Selected passage:

====

At the organization of the militia by Colonel John Anderson, he was the first man to enlist as a private soldier. He was unanimously chosen captain of the company in which he enlisted, in which capacity he continued until the commencement of the War of 1812. At the surrender of Detroit by General Hull, Captain Lacroix was taken prisoner by the British and for some time kept on board a prison-ship at Malden, and with others destined to Quebec. Mr. Bongrand, an Indian trader who resided at Sandusky, was intimately acquainted with Tecumseh, and being in Detroit at the time, with his wife he called on the Indian chief Tecumseh to ask him to intercede with General Brock for the release of her father. By the persistent and determined efforts of the Indian chief he was released and returned to the River Raisin.

At the battle of River Raisin his residence and most of his property fell a prey to the devouring element. He subsequently built on the site of the old home, the two-story brick now standing on the north bank of the River Raisin, now owned by Louis Lafontain. His claims for destruction and loss of property were recognized by Congress, and he was remuner. ated for a portion thereof.

When the county of Monroe was organized Captain Lacroix was appointed a colonel in the the militia and sheriff of the county. He was twice elected by his fellow-citizens a member of the legislative council, and in returning at the close of the last session walked from Detroit, and by exposure contracted a severe cold. After lingering a few months he expired.

Colonel Lacroix had two daughters. The elder married one of our most prosperous and enterprising farmers, Antoine F. Robert, now residing in the town of Frenchtown. The younger, the only surviving daughter, is the widow of James Navarre, now residing on the homestead farm on Plumb Creek Bay. She now has in her possession a very fine miniature, painted on ivory in Montreal, of Colonel Lacroixa remarkably stylish and soldierlike looking officer, dressed in full uniform. She also exhibited to me a full-length portrait, painted in oil in Montreal, of the mother of

Colonel Lacroix - a stately and beautiful lady. At the time of the massacre on the River Raisin this portrait was suspended on the parlor walls. The Indians believing the French were concealing and hiding the Kentuckians, seeking prisoners and scalps, ransacked the house from cellar to garret, and finding no prisoners concealed at last came to the parlor; finding none there they wreaked their vengeance and disappointment by thrusting sabres through the left breast of the portrait, which still retains the marks of violence, and without the slightest alteration or change since the incident occurred.

====

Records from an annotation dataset

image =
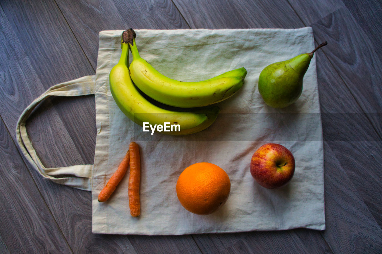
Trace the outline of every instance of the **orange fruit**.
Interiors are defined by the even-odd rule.
[[[231,190],[228,175],[219,167],[199,162],[187,167],[176,182],[176,195],[186,209],[209,214],[225,203]]]

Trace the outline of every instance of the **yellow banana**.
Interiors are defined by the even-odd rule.
[[[131,29],[130,32],[134,31]],[[129,69],[133,82],[143,93],[164,104],[180,108],[210,105],[230,97],[244,84],[247,74],[244,68],[198,82],[170,79],[159,72],[141,57],[134,37],[128,42],[133,55]]]
[[[191,112],[178,112],[162,108],[146,100],[137,90],[130,78],[127,65],[129,45],[123,40],[121,47],[122,53],[119,61],[109,74],[110,89],[117,105],[129,118],[142,126],[144,123],[152,126],[163,126],[166,123],[174,125],[174,129],[169,128],[169,131],[162,132],[173,135],[197,132],[215,121],[219,111],[217,107],[206,108]],[[180,130],[180,128],[175,127],[175,125],[178,125]]]

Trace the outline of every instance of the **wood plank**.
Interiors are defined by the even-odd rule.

====

Stated problem 1:
For each statement, (a), (b) and (c), say whether the Lacroix passage agrees with it. Answer yes or no, and quote the deciding words of the passage.
(a) When Colonel John Anderson organized the militia, Lacroix was the first man to enlist as a private soldier.
(b) General Brock asked Tecumseh to secure Lacroix's release.
(c) The portrait of Lacroix's mother was painted in Quebec.
Stated problem 2: According to the Lacroix passage, where does the widow of James Navarre live?

Expected answer 1:
(a) Yes: "he was the first man to enlist as a private soldier"
(b) No: "to ask him to intercede with General Brock for the release of her father"
(c) No: "a full-length portrait, painted in oil in Montreal"

Expected answer 2: She lives on the homestead farm on Plumb Creek Bay.